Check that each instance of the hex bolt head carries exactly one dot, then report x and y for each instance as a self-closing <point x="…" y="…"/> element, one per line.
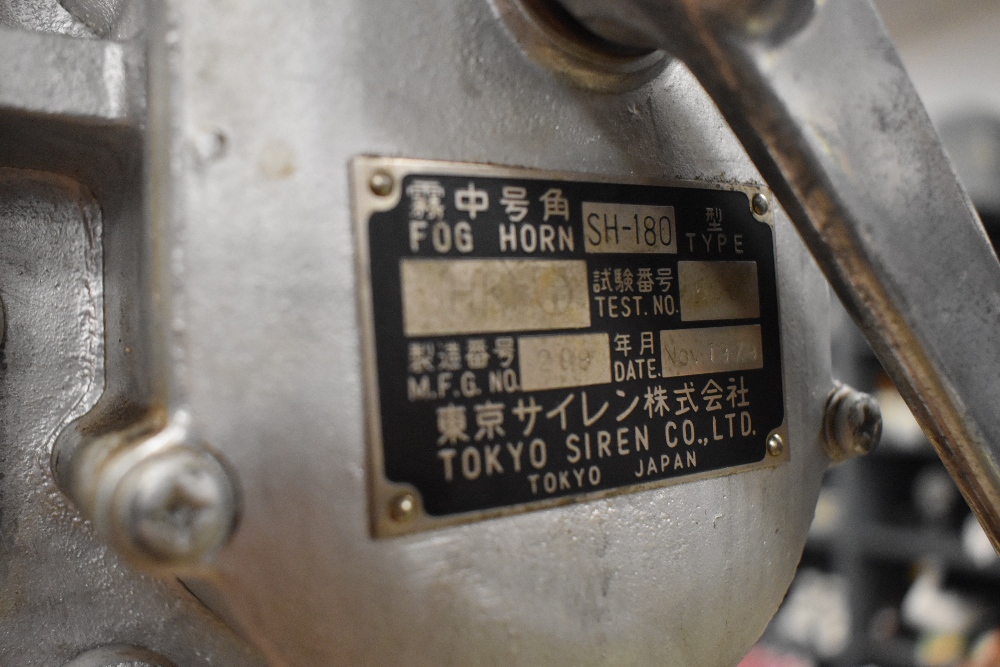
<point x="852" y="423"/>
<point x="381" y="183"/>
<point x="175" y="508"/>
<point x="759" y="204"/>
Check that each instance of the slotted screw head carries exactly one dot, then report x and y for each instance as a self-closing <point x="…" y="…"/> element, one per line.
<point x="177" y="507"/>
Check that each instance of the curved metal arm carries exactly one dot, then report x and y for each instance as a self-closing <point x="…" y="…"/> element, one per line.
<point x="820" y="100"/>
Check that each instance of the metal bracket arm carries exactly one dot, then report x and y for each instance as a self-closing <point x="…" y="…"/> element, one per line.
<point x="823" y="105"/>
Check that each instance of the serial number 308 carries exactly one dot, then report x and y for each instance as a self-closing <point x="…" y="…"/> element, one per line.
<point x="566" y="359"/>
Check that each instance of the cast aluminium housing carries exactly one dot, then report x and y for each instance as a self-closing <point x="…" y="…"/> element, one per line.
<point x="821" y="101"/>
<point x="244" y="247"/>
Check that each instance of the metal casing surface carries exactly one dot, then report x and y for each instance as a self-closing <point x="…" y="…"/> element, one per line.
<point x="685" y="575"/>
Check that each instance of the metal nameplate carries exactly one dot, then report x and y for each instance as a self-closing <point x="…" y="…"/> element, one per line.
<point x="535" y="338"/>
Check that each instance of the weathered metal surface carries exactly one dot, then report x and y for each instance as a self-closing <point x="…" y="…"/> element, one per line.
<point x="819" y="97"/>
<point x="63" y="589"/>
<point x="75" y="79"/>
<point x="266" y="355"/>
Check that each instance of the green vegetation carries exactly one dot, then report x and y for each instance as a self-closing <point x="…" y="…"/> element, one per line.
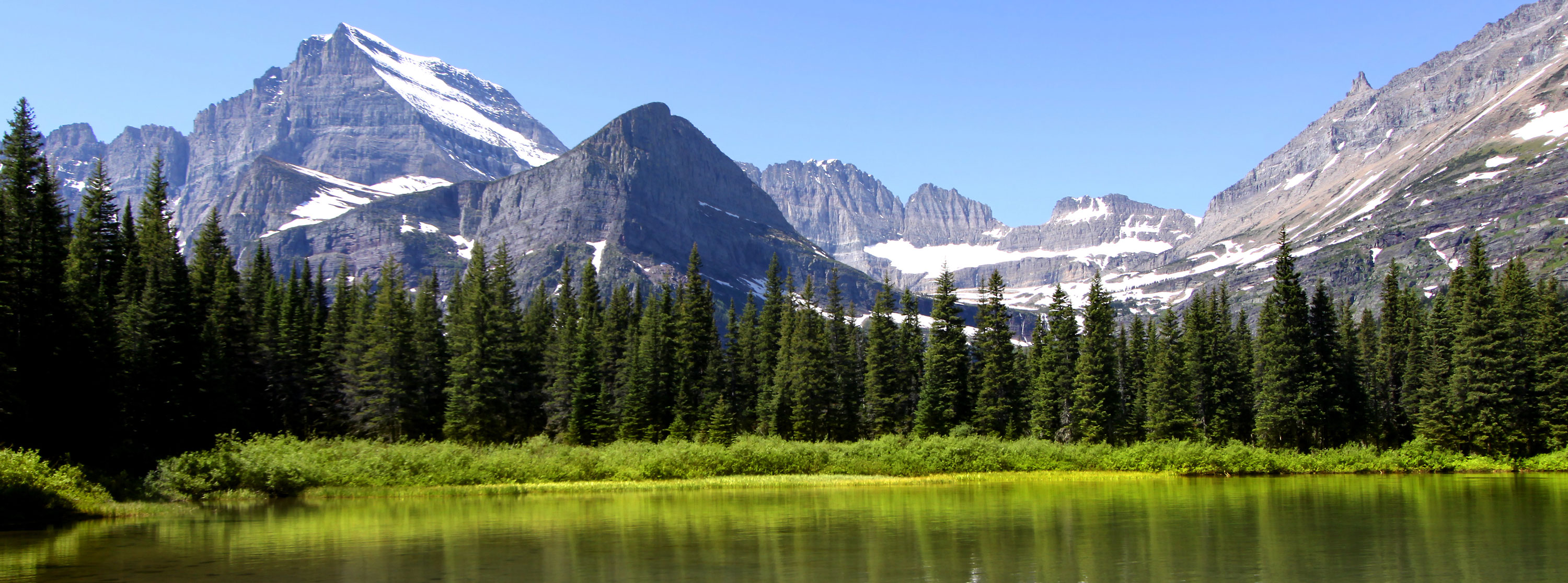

TASK TO COMPLETE ▸ Set down every one of the entries above precisely as they stand, leaving out the pictures.

SOLUTION FOR THIS PROBLEM ▸
Check that each instance of the hex bolt head carries exactly one dot, then report x and y for each instance as a self-closing <point x="…" y="…"/> element, one per line.
<point x="852" y="423"/>
<point x="381" y="183"/>
<point x="175" y="508"/>
<point x="759" y="204"/>
Check that each instance of the slotted screw head carries exactly one dot, then report x and y for each instance as a self-closing <point x="…" y="…"/> element, one per line.
<point x="177" y="507"/>
Check that each instance of the curved metal arm carries exactly one dot, then report x and y for each instance as a self-closing <point x="…" y="…"/> element, one per line.
<point x="820" y="100"/>
Check that each instance of the metal bracket arm carries exactly one dot, then report x and y for each instance as a self-closing <point x="…" y="…"/> element, one per line.
<point x="823" y="105"/>
Check that each instance of the serial number 308 carries exactly one dot, then report x and y for each instance as a self-closing <point x="…" y="…"/> element, one per line.
<point x="566" y="359"/>
Check that each instance of the cast aluminium housing carries exactly one dot, then report x and y for each instance as a self-closing <point x="…" y="…"/> element, one per line.
<point x="821" y="101"/>
<point x="244" y="247"/>
Check that each instance of the metal casing surface carries exactly one dot, then report x and y for each instance as a self-closing <point x="…" y="…"/> element, one per line.
<point x="685" y="575"/>
Check that each instance of the metal nameplate carries exactly one dot, then report x and y for each instance as a self-closing <point x="…" y="…"/> element, one per line.
<point x="535" y="338"/>
Check that each instance of the weathered metal surface carries exactly one dot, then report x and y for each instance as a self-closing <point x="…" y="…"/> element, one per line.
<point x="819" y="97"/>
<point x="63" y="589"/>
<point x="75" y="79"/>
<point x="266" y="355"/>
Check that each instance of the green vegetation carries exactly one dot, then report x and y for each instance as a self-closing <point x="…" y="…"/> element, one per line.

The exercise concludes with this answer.